#### Goal A
Rewrite the part of the smôl pin description that opens with the words containing "Pins 2 and 15: 3.3V" and closes with "quiescent current draw.", putting "standby current draw" in place of "quiescent current draw".

#### Source
First, let's talk about what each pin does:

Pin 1: PROC_PWR_EN

Processor Power Enable is a signal which is passed up and down the smôl stack. It is connected to the enable pin of the 3.3V voltage regulator on the processor board. If PROC_PWR_EN is pulled high, or is left floating, the processor board voltage regulator will be enabled and will generate 3.3V from USB-C.

When you connect a Power Board to your smôl stack, PROC_PWR_EN allows the power board to disable the regulator on the processor board. The power board is then responsible for generating the 3.3V power rail for the entire smôl stack. We do this for two reasons: to prevent the power board and processor board regulators from fighting each other; and to allow the power board to power down the entire smôl stack even if USB is connected.

One of the clever features of smôl is that the power boards can be instructed to power down the whole stack for a pre-defined duration. Power down durations of a few 10's of milliseconds to several days are possible. During power down the only device left running is the ATtiny processor on the power board, which typically consumes less than 10 microamps. PROC_PWR_EN allows smôl to avoid the quiescent current normally drawn by the processor regulator.

Pins 2 and 15: 3.3V Power

Pins 2 and 15 carry 3.3V power up and down the smôl stack. 3.3V can be generated by a processor board, powered by USB-C. Or, 3.3V power can be generated by one of our power boards.

As described above, the power board can disable the regulator on the processor board via the PROC_PWR_EN pin, avoiding the associated quiescent current draw.

Pins 3 and 14: GND

Pins 3 and 14 are the smôl Power Ground or 0V pins.

You will note that the highest speed smôl signals (SPI SCLK and I2C SCL) are run adjacent to the GND connections to minimize EMI.

Pins 4-6: SPI SCLK, COPI and CIPO

Pins 4-6 carry the clock and data signals for the Serial Peripheral Interface (SPI).

The Processor Board is the SPI Controller and can communicate with smôl Peripheral boards at high data rates.

SPI devices share common clock and data signals but require an individual Chip Select signal. The smôl Chip Select signals are described in the next paragraph.

#### Record extracts
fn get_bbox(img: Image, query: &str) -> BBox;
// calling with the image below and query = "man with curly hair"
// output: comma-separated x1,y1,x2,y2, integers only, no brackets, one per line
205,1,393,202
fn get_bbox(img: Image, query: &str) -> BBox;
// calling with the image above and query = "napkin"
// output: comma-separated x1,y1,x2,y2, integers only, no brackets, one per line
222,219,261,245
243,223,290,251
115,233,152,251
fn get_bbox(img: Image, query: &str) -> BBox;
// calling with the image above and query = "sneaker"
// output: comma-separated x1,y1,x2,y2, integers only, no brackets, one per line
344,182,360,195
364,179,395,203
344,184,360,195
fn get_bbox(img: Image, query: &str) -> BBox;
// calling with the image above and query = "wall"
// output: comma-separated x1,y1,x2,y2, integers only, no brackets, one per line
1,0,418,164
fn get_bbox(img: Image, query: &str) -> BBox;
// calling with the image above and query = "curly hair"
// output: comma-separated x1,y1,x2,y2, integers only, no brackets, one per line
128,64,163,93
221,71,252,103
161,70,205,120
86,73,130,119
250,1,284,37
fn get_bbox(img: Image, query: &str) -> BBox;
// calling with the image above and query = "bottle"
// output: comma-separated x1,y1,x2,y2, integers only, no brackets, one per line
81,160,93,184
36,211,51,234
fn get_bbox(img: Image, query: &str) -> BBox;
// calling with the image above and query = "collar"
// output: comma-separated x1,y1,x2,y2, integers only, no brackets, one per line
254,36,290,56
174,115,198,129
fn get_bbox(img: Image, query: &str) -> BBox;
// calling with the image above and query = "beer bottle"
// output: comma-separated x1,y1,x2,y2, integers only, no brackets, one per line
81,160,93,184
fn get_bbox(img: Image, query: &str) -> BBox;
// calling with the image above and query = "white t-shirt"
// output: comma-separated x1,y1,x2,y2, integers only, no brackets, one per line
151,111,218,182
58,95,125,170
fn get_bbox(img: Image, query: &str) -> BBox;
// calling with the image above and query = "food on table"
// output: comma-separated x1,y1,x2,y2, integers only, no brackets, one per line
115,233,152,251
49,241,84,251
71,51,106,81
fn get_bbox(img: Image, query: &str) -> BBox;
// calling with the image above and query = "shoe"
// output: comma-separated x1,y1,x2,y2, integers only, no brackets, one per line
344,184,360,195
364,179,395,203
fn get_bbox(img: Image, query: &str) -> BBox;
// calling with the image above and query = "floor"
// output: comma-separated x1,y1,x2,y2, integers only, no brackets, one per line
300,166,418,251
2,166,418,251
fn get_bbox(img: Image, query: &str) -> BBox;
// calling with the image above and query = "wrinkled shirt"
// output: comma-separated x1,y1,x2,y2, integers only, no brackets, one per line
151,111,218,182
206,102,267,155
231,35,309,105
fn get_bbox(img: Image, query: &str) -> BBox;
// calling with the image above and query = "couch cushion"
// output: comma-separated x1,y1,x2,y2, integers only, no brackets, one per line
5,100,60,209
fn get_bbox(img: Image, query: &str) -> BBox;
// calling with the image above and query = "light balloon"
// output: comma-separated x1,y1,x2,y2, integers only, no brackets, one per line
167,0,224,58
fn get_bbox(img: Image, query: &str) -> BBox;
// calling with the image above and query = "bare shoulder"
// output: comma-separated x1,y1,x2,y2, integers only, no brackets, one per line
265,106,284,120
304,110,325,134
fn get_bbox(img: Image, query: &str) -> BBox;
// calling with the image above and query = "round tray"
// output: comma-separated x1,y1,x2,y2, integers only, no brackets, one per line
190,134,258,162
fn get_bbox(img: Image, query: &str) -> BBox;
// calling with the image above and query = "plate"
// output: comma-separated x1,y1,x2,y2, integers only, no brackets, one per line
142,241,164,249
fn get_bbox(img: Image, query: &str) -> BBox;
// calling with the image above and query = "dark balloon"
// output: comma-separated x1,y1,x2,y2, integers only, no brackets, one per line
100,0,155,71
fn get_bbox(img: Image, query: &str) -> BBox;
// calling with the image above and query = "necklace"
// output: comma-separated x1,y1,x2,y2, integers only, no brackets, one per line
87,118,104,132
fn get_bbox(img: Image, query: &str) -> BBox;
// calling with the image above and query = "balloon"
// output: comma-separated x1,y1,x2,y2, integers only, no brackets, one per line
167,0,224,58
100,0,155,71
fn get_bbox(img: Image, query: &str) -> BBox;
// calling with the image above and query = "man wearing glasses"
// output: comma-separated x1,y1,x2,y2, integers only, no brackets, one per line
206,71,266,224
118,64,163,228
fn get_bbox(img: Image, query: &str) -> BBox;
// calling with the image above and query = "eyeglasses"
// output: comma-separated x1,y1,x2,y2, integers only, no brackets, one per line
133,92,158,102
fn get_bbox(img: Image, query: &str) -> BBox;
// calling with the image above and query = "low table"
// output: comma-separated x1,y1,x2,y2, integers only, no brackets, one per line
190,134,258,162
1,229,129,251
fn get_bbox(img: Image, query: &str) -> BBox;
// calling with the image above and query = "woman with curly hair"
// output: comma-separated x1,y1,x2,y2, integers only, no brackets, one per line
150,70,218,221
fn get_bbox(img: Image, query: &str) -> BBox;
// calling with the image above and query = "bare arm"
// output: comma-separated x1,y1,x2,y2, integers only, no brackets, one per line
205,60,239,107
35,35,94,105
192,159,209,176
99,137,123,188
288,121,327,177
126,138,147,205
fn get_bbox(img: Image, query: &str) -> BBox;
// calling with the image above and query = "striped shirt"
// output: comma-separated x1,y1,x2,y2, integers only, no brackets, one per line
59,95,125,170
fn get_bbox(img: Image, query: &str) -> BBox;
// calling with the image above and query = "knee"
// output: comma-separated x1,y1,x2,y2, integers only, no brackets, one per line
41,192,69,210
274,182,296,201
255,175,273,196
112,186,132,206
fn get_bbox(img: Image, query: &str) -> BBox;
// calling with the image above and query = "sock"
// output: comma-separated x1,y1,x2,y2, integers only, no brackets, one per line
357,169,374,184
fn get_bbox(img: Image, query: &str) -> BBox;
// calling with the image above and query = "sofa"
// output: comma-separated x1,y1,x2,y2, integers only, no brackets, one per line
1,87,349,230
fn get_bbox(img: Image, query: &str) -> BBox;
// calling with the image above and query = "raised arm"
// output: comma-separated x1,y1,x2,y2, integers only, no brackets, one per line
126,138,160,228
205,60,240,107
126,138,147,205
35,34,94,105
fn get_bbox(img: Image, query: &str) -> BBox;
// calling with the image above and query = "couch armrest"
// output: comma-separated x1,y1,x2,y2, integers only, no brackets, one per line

#### Goal B
Reproduce the rows word for word, starting with their first line and ending with the line that contains "36,211,51,234", with both ends included.

#### Right answer A
Pins 2 and 15: 3.3V Power

Pins 2 and 15 carry 3.3V power up and down the smôl stack. 3.3V can be generated by a processor board, powered by USB-C. Or, 3.3V power can be generated by one of our power boards.

As described above, the power board can disable the regulator on the processor board via the PROC_PWR_EN pin, avoiding the associated standby current draw.

#### Right answer B
fn get_bbox(img: Image, query: &str) -> BBox;
// calling with the image below and query = "man with curly hair"
// output: comma-separated x1,y1,x2,y2, integers only, no brackets, one per line
205,1,393,202
fn get_bbox(img: Image, query: &str) -> BBox;
// calling with the image above and query = "napkin"
// output: comma-separated x1,y1,x2,y2, integers only, no brackets, one per line
222,219,261,245
243,223,290,251
115,233,152,251
fn get_bbox(img: Image, query: &str) -> BBox;
// calling with the image above and query = "sneaker"
// output: comma-separated x1,y1,x2,y2, integers only, no brackets, one per line
344,182,360,195
364,179,395,203
344,184,360,195
fn get_bbox(img: Image, query: &str) -> BBox;
// calling with the image above and query = "wall"
// output: comma-separated x1,y1,x2,y2, integers only, no brackets, one per line
1,0,418,164
fn get_bbox(img: Image, query: &str) -> BBox;
// calling with the image above and query = "curly hair"
// output: comma-separated x1,y1,x2,y2, integers only, no brackets, one per line
128,64,163,93
221,71,252,103
161,70,205,120
86,73,130,119
250,1,284,37
fn get_bbox(img: Image, query: &str) -> BBox;
// calling with the image above and query = "bottle"
// output: comma-separated x1,y1,x2,y2, integers only, no brackets, one per line
81,160,93,184
36,211,51,234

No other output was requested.